§ Data pairing named objects with points
---*---

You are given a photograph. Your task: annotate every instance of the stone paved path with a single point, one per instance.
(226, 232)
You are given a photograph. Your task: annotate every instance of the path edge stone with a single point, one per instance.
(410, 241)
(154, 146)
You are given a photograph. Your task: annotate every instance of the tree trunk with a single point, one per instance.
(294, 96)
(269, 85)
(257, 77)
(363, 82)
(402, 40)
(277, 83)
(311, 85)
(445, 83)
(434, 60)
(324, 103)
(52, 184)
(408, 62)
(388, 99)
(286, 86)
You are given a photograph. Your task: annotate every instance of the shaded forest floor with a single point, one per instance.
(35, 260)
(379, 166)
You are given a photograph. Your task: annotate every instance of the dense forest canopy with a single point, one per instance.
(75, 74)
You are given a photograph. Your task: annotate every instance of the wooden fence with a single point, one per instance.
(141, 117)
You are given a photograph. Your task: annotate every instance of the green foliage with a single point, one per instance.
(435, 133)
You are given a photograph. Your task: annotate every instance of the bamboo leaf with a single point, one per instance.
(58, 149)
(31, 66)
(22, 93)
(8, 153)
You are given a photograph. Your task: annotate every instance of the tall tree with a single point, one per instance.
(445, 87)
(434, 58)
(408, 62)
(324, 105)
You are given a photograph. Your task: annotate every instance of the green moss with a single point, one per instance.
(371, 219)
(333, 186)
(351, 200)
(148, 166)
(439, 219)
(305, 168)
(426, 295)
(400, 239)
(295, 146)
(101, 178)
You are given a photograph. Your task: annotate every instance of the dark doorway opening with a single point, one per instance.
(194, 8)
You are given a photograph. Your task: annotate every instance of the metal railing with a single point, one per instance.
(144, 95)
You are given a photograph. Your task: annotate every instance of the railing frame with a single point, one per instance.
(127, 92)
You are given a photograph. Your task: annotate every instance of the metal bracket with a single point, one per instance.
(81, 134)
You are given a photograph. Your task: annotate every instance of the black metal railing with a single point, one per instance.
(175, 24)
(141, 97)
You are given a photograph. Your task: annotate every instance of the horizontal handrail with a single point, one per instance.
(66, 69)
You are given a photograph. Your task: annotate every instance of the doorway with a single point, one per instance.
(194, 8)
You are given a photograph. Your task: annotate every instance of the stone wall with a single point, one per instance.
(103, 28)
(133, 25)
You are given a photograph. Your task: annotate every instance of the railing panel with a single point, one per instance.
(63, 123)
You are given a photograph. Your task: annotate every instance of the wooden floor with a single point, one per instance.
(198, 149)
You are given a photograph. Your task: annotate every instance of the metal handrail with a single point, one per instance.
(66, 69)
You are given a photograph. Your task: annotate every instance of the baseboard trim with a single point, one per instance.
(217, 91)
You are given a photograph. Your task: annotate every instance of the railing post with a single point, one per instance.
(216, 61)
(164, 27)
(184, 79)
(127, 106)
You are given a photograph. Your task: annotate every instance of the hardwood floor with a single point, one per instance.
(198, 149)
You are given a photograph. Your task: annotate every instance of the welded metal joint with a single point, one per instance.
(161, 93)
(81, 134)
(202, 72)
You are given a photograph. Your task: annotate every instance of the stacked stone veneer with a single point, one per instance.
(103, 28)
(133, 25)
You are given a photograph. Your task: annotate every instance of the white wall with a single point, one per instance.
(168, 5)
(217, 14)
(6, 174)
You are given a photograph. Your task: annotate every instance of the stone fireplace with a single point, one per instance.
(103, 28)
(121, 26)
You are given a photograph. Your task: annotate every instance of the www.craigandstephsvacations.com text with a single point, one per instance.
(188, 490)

---*---

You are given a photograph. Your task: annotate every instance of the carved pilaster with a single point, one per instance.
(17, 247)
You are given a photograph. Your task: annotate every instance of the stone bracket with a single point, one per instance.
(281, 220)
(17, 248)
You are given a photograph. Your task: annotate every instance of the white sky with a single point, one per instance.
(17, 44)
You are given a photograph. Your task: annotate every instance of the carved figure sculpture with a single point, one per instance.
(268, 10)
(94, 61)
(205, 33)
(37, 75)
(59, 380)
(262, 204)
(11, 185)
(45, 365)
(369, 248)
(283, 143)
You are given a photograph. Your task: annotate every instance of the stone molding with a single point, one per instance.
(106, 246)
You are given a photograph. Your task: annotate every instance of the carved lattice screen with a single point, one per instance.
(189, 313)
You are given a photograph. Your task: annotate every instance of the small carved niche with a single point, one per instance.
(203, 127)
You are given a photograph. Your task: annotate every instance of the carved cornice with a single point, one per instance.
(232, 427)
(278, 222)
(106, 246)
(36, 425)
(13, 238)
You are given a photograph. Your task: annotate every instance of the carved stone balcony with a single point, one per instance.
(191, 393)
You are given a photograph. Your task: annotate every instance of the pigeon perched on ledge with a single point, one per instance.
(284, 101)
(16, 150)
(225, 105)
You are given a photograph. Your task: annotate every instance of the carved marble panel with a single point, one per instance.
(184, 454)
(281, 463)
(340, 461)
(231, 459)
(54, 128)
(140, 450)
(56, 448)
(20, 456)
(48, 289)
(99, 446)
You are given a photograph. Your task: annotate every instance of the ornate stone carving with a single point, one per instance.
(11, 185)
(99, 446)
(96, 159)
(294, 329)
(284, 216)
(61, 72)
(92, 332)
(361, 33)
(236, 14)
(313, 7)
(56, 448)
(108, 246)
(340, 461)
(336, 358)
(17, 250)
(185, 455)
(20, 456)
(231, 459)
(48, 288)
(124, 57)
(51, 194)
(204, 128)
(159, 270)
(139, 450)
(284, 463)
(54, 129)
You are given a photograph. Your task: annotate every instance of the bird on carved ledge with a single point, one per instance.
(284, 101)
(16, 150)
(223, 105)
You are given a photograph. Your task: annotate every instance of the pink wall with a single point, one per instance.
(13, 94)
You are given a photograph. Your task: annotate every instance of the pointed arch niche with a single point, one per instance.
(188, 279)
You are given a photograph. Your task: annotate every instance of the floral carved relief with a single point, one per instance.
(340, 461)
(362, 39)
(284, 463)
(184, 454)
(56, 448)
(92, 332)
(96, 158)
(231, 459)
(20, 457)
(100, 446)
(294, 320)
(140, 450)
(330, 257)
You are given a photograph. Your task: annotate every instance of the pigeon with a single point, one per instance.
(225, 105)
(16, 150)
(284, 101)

---*---

§ WHAT IS REQUIRED
Pick out each line of the data that contains the word "floor", and copy those lines.

§ CORRECT RESPONSE
You are given a photograph. Your task: annotate every instance of the shaded forest floor with a single point, one per instance.
You are given a photograph. Your task: annotate every instance of the wooden floor with a single point, one per instance.
You are given a photograph. Your task: annotate every instance of the hardwood floor with a single point, one per instance.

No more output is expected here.